EXERCISE REQUIREMENTS: Can you copy out the lines between the one holding "A single point marks each instance of the convertible" and the one holding "<point>653,254</point>", inclusive, substituting "Found" for "Reported" and leaving everything else unchanged?

PROVIDED RECORDS:
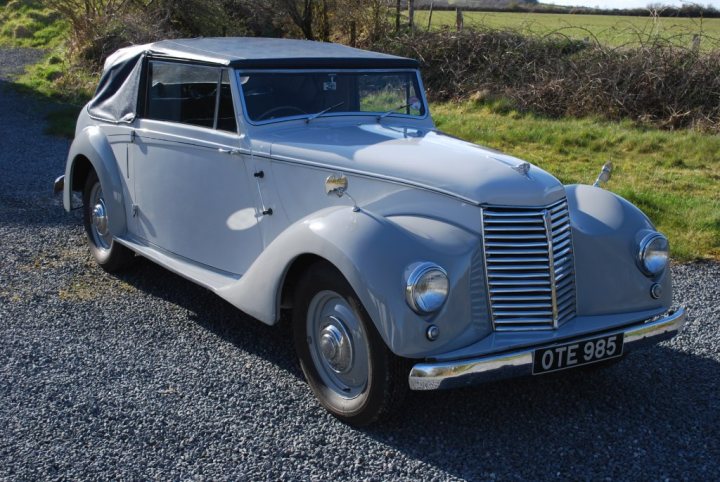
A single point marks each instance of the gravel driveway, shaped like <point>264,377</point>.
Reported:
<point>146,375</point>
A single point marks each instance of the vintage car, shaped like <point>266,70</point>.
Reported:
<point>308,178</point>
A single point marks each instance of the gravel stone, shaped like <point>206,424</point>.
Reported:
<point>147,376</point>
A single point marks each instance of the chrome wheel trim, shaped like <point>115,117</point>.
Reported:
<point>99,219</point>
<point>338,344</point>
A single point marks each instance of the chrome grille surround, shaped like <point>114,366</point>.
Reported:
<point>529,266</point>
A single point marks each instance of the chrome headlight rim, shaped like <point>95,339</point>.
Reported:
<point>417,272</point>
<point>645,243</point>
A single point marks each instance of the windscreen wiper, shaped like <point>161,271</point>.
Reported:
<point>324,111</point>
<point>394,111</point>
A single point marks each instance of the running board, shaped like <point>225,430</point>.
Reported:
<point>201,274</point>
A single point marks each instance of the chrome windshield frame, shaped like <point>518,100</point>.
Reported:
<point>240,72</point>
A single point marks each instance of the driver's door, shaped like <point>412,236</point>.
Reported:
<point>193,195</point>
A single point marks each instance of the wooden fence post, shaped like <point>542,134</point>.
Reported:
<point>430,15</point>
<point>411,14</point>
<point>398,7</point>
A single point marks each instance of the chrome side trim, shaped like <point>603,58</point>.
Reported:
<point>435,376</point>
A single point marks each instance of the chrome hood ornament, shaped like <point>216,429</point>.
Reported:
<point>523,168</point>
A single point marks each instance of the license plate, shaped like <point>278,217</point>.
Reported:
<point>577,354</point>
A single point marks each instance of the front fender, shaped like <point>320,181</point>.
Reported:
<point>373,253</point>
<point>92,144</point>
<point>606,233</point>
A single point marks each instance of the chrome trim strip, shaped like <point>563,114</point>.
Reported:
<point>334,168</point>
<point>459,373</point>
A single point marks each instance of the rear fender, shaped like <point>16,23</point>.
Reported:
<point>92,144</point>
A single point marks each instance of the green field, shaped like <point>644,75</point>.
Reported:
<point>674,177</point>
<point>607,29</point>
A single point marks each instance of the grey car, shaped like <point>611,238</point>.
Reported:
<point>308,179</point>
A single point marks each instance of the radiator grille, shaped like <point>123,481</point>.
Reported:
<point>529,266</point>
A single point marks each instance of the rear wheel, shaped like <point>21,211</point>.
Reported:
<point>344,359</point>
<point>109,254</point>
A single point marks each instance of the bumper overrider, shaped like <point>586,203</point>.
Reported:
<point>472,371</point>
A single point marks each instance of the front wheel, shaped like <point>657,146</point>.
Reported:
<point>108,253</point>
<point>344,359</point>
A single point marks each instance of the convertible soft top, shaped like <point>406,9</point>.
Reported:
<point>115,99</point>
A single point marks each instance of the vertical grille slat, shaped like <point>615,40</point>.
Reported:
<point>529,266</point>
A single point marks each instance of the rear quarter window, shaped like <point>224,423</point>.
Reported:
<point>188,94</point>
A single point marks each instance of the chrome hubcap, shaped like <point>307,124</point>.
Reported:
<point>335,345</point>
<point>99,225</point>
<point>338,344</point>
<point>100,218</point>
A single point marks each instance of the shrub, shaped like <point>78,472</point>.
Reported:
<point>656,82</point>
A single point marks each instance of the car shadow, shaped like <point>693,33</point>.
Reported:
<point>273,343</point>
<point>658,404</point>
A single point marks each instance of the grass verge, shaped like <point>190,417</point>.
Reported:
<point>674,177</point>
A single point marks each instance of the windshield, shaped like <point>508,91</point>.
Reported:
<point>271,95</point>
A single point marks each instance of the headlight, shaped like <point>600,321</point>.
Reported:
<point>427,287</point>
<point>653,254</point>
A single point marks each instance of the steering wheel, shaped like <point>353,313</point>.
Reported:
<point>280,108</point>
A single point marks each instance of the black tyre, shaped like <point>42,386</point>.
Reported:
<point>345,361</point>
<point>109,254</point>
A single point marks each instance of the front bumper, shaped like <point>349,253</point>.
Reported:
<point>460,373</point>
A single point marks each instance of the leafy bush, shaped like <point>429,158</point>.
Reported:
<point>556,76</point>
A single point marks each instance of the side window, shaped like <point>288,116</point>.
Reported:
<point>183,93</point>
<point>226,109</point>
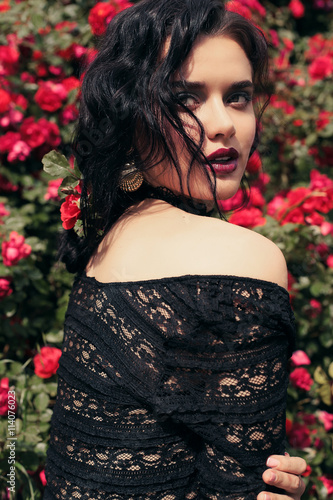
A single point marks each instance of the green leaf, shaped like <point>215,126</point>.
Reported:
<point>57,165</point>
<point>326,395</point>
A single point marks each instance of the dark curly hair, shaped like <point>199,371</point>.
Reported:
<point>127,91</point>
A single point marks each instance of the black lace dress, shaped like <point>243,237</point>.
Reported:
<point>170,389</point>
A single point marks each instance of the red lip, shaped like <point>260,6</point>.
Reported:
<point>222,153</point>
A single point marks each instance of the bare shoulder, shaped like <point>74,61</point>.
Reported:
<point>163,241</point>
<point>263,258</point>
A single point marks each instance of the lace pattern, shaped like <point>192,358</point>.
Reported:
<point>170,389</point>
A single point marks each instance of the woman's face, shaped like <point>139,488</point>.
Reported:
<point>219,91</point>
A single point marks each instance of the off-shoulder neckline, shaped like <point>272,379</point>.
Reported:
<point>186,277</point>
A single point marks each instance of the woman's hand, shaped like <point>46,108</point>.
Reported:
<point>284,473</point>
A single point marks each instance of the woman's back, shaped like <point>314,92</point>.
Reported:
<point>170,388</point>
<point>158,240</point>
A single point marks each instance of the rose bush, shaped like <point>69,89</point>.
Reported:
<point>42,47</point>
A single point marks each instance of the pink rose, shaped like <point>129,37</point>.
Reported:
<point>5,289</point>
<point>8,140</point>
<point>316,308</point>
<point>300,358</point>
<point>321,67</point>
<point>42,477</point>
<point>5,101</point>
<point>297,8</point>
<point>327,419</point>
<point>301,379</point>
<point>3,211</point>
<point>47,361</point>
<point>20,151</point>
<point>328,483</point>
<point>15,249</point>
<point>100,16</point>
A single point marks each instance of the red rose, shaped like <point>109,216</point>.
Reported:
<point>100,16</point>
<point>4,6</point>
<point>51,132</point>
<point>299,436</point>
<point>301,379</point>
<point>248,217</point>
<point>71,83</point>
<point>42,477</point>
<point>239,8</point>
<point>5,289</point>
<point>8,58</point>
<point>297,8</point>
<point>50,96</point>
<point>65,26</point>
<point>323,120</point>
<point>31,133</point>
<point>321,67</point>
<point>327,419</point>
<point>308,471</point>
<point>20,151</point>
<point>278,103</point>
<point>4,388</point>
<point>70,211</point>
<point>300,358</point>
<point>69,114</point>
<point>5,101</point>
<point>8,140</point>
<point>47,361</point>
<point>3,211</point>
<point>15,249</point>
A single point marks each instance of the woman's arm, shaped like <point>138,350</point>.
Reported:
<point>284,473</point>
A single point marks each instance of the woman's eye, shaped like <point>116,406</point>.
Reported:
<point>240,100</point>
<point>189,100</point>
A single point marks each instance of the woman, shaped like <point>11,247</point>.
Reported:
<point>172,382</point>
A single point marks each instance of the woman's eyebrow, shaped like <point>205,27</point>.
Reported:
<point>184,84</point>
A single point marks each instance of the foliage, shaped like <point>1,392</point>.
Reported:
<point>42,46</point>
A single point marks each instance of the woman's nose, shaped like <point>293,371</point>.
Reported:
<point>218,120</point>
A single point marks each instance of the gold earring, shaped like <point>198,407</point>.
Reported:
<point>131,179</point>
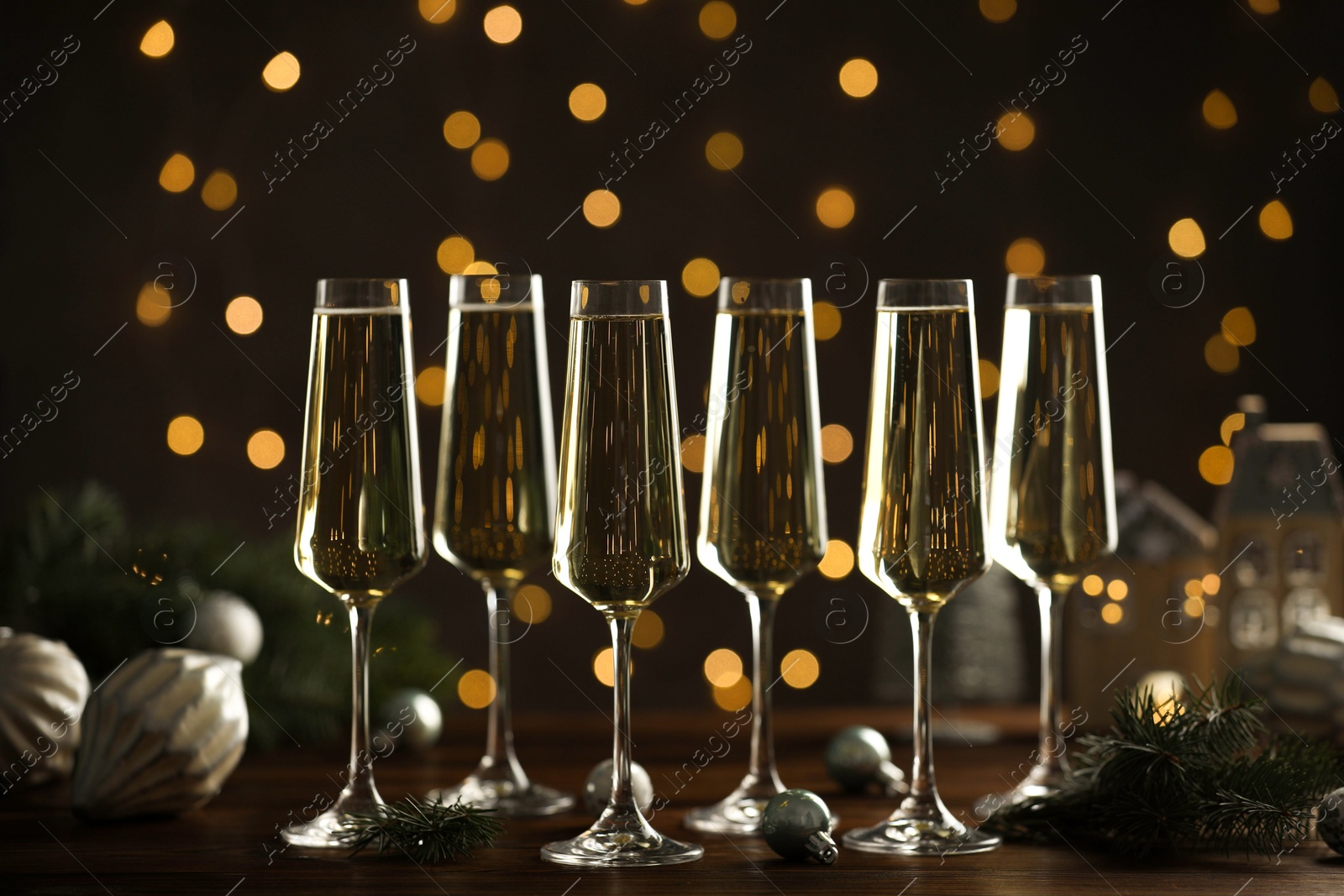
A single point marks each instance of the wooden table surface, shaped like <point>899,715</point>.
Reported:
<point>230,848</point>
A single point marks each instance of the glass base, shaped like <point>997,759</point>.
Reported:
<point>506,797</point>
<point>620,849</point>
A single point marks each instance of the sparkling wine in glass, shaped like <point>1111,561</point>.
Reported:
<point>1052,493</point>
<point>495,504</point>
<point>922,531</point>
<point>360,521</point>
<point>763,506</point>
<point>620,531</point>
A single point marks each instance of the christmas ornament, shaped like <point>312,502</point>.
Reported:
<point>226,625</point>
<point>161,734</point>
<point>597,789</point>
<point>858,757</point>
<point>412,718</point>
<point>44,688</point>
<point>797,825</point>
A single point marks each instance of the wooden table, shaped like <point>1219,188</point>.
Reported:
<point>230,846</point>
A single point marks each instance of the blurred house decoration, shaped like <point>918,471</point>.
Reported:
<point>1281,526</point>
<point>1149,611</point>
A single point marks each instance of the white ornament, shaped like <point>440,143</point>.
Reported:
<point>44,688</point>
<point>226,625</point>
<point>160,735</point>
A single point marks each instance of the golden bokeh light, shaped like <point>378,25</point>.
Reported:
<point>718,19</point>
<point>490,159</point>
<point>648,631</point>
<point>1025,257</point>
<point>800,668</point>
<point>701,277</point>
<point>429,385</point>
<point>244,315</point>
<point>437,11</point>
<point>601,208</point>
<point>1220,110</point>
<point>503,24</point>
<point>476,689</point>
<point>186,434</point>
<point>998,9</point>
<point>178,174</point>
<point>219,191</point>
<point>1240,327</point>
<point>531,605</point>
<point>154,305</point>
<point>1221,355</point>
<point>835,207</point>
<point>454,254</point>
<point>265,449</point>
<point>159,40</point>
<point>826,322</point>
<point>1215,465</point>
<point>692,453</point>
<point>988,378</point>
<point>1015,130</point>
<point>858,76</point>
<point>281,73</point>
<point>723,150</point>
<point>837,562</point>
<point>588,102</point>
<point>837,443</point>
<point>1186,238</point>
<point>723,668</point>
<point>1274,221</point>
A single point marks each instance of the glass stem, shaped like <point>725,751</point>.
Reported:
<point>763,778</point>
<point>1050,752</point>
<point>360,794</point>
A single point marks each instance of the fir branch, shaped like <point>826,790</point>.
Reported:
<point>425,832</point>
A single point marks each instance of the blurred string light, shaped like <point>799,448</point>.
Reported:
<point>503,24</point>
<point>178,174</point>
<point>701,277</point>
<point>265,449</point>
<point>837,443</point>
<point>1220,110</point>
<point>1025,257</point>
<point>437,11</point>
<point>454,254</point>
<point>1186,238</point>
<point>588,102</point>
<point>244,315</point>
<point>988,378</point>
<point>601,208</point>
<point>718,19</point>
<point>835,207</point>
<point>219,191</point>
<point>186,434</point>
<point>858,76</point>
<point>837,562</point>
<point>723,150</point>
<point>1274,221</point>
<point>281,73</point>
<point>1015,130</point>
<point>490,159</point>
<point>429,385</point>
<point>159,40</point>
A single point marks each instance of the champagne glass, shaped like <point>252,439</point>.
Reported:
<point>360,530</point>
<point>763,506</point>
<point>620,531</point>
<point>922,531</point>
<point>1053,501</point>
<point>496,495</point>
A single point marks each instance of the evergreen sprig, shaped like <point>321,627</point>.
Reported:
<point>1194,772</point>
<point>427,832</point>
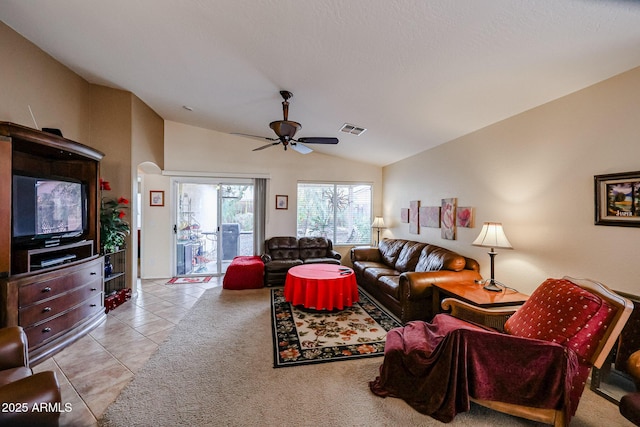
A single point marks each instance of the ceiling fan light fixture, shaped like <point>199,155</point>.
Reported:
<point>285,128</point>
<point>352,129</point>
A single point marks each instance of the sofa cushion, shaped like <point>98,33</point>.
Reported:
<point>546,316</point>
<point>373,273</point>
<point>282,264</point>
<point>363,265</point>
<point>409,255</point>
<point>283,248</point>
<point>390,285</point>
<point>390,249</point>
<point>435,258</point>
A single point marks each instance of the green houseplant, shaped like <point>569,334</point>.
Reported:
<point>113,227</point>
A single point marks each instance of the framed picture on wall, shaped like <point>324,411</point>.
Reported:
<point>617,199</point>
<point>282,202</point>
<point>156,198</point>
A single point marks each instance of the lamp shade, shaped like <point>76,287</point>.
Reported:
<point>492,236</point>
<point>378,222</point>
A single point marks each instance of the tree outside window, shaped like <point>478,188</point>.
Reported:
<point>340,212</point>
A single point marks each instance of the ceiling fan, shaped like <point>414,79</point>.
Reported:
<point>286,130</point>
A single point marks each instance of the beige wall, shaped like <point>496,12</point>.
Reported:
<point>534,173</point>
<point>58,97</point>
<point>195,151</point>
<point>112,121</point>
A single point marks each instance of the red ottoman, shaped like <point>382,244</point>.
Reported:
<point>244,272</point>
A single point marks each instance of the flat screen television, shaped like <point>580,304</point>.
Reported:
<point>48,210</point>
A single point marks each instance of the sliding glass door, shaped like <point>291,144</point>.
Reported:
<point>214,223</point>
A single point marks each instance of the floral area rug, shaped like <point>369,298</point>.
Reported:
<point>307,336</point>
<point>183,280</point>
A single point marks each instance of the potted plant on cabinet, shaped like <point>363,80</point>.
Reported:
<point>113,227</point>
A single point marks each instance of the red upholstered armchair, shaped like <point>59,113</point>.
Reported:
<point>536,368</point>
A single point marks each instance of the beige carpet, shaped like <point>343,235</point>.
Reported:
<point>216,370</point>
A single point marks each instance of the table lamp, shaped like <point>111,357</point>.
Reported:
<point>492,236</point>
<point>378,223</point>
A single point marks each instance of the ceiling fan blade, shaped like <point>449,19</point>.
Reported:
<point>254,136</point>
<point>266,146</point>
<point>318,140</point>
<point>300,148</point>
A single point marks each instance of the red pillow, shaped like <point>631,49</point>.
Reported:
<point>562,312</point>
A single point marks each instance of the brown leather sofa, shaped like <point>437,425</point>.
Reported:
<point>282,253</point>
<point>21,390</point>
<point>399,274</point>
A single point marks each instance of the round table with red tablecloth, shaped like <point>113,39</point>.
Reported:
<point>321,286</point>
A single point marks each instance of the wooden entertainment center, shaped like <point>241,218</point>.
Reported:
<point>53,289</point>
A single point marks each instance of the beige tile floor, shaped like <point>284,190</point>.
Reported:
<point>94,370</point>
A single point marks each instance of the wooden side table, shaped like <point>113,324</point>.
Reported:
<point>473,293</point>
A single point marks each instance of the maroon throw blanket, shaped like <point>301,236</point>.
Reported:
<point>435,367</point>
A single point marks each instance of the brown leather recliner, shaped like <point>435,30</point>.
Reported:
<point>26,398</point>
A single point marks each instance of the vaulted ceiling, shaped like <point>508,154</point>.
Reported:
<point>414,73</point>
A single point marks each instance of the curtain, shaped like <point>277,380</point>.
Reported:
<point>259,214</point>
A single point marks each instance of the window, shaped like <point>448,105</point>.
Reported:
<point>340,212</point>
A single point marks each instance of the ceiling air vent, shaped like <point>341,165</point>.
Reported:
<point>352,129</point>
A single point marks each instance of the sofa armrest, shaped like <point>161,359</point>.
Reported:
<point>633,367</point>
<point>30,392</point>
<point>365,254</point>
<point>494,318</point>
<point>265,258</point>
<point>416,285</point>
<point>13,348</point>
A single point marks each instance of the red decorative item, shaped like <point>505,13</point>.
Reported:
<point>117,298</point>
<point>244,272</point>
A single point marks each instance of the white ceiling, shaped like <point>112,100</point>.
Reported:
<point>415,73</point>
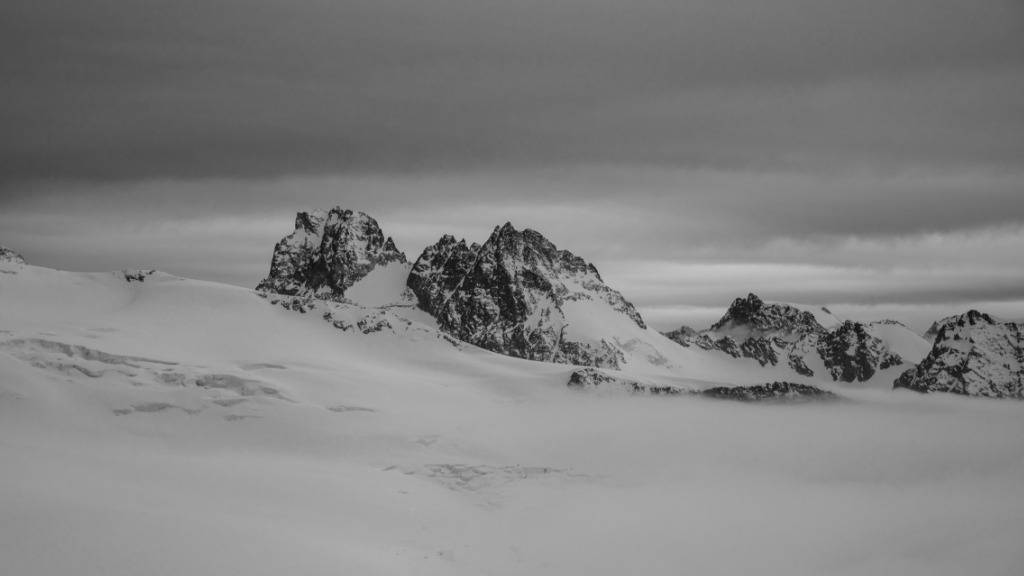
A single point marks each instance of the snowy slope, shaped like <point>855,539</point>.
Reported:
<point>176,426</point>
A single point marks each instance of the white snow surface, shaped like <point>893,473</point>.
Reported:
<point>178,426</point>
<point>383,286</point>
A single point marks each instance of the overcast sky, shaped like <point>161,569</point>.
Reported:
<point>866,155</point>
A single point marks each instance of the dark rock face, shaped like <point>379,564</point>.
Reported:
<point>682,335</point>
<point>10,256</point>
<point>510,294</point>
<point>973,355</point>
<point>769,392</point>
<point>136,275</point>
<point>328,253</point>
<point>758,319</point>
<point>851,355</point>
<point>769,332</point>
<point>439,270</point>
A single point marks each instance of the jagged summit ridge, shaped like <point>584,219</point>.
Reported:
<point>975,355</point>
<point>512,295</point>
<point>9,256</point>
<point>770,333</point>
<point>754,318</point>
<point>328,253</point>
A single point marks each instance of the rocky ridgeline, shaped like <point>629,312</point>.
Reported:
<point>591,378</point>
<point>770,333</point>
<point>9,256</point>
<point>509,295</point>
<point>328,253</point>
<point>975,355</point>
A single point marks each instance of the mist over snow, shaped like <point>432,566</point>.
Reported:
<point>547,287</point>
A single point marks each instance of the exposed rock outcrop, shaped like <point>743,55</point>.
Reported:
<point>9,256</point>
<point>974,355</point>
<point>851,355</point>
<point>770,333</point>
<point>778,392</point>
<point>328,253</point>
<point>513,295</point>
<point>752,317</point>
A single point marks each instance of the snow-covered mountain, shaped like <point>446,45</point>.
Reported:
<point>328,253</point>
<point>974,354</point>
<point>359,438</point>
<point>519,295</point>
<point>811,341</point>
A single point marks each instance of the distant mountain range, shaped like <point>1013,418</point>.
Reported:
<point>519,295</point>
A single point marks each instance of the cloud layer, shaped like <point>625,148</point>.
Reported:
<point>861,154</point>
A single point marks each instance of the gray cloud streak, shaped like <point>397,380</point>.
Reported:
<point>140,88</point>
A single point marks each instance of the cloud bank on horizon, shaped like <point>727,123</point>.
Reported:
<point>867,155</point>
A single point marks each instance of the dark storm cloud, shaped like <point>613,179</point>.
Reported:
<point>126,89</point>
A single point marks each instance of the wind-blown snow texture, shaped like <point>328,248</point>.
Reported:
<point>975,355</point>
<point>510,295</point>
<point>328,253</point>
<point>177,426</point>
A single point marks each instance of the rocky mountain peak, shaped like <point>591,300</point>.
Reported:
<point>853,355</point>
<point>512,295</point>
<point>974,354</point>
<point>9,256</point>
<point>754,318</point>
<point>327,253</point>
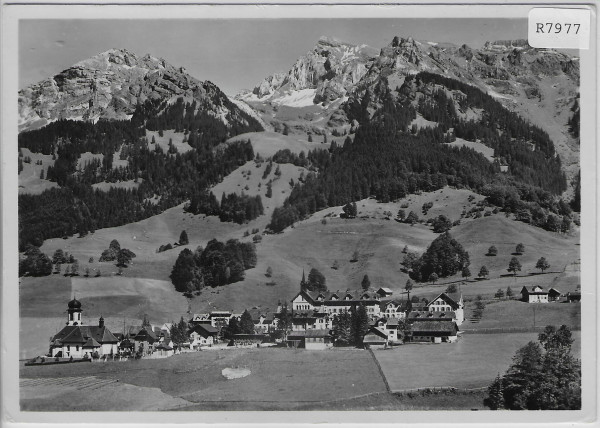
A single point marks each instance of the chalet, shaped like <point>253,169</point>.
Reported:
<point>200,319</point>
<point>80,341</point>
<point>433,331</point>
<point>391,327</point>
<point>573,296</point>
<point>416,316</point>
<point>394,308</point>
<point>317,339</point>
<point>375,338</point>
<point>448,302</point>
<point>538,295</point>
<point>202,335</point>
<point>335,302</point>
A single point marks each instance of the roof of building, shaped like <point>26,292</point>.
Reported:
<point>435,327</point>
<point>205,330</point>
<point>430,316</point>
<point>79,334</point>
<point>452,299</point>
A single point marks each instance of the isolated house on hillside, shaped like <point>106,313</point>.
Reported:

ANSWER BELOW:
A single point marks each instance of the convertible soft top, shaped like <point>406,9</point>.
Found:
<point>115,99</point>
A single point marks each instance of the vertical grille slat, shaped like <point>615,40</point>.
Found:
<point>529,266</point>
A single point marks each instance of the rear quarter window, shaped like <point>224,423</point>.
Found:
<point>188,94</point>
A single point marks each instance of the chrome hubcap, shaped like <point>307,124</point>.
Found:
<point>335,345</point>
<point>99,225</point>
<point>338,344</point>
<point>100,218</point>
A single point marks each instance of the shrub, shaped like <point>78,472</point>.
Found:
<point>656,82</point>
A single point marks each instance of the car shadow, shaped like <point>693,33</point>.
Found:
<point>273,343</point>
<point>658,404</point>
A single point marks each instance of the grass verge, shaped like <point>190,417</point>.
Found:
<point>674,177</point>
A single point marks each instance of the windshield, shaped like <point>508,91</point>.
Found:
<point>271,95</point>
A single point marks each instance of the headlight, shaped like <point>600,321</point>.
Found:
<point>427,287</point>
<point>653,254</point>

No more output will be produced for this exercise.